■ ACTIVITY ■
Search the records for the string "gecko", then copy each line that has it.

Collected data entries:
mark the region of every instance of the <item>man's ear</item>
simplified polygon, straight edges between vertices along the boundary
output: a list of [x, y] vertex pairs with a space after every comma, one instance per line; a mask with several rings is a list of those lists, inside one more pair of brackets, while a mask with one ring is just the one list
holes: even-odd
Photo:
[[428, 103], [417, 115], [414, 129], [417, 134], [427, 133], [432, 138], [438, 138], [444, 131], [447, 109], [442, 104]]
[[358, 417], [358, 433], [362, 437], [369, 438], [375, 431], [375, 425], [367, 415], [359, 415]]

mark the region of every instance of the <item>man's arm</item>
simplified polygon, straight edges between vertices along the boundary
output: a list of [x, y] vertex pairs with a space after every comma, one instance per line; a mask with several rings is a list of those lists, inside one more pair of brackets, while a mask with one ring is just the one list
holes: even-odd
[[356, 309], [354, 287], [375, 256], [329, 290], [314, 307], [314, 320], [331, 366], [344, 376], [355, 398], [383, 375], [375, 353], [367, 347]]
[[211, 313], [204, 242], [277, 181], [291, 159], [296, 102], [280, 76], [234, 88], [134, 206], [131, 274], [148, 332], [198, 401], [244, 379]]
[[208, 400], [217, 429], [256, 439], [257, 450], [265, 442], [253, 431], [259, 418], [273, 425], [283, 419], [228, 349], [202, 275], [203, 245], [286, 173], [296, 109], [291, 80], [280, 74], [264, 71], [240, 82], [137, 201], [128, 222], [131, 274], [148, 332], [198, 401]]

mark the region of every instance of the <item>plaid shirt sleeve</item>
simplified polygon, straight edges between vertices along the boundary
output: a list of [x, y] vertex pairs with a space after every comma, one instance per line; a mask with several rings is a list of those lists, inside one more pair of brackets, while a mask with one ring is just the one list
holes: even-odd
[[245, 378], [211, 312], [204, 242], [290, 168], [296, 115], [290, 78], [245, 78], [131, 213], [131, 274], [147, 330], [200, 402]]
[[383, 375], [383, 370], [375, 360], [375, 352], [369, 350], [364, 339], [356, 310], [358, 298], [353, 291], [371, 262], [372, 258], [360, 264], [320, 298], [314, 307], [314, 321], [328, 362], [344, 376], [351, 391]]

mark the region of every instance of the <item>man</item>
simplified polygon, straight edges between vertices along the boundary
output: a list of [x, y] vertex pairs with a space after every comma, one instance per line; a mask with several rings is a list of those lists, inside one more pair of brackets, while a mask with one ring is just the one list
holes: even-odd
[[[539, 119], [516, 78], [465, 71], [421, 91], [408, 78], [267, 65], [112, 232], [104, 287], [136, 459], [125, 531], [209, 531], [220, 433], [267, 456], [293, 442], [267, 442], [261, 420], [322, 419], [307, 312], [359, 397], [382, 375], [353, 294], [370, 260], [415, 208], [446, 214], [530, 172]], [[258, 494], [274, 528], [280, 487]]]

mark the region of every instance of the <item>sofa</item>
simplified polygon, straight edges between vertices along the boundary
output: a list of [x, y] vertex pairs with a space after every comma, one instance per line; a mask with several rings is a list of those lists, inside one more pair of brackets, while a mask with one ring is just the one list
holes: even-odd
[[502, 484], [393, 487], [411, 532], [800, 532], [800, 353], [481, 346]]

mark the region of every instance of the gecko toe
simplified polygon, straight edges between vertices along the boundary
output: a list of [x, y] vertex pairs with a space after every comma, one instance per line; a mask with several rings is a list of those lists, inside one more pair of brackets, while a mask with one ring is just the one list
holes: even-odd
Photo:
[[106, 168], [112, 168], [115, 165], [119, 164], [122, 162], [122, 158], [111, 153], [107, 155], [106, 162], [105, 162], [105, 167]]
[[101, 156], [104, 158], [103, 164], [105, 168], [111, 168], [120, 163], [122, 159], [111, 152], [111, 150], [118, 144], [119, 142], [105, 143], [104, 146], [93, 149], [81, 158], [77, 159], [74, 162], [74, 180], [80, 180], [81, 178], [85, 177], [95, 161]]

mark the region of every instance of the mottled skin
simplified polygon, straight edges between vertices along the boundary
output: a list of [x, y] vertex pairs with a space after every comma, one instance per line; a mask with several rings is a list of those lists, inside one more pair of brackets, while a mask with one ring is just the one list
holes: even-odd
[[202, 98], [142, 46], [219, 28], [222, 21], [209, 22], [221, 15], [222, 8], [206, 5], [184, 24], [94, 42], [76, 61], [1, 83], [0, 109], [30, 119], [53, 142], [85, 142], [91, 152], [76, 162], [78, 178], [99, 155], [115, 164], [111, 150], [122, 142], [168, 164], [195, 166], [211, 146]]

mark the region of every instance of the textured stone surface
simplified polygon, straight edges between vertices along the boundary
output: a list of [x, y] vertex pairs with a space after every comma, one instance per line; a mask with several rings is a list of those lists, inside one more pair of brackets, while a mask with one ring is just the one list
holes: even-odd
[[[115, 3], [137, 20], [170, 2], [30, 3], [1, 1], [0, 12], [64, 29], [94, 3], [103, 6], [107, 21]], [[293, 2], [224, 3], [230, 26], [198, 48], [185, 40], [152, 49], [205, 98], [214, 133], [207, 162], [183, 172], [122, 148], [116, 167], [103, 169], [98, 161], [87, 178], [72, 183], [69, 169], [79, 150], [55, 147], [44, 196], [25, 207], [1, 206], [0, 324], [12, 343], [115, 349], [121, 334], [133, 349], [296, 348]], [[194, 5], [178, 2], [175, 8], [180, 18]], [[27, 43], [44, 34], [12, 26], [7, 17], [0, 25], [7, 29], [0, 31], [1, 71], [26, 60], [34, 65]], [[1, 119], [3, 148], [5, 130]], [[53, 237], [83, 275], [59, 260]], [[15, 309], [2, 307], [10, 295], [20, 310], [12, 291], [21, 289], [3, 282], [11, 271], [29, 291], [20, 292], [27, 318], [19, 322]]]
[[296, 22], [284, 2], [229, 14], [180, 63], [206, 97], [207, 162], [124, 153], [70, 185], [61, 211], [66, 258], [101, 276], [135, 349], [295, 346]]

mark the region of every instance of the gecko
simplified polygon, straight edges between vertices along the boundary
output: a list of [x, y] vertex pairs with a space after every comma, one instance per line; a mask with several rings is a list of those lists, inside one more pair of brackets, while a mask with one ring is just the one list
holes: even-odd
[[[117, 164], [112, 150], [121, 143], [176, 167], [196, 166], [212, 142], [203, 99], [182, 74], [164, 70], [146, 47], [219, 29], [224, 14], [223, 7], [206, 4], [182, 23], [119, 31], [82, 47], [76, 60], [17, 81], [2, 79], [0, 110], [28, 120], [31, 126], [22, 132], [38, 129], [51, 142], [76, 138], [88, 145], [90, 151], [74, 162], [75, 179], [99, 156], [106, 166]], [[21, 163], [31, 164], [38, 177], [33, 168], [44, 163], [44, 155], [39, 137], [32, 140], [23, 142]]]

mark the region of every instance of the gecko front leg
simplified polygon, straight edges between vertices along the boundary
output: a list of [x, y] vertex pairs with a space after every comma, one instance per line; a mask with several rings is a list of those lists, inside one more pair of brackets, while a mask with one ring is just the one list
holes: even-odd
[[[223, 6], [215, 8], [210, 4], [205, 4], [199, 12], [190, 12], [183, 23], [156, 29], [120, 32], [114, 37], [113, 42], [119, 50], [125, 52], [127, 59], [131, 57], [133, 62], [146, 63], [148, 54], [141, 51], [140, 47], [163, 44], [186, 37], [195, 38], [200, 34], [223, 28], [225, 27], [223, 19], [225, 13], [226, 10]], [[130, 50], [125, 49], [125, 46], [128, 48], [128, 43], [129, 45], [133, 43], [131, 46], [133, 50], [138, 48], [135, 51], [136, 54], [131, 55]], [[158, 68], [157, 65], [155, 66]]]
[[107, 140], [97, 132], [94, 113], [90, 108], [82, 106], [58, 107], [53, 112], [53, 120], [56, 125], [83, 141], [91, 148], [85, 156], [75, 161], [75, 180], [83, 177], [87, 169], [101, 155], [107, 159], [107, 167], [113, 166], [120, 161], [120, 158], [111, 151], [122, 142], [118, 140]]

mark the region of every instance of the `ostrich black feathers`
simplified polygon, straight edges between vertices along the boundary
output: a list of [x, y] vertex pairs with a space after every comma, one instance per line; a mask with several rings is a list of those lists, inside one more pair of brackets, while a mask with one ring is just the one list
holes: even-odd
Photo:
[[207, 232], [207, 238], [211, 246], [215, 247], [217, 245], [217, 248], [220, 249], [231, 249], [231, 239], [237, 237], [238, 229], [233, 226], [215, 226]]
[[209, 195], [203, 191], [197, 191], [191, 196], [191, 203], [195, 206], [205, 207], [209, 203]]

■ OUTPUT BELOW ■
mark the region of every instance of the gecko toe
mark the region of every instance of the gecko
mark the region of every instance of the gecko front leg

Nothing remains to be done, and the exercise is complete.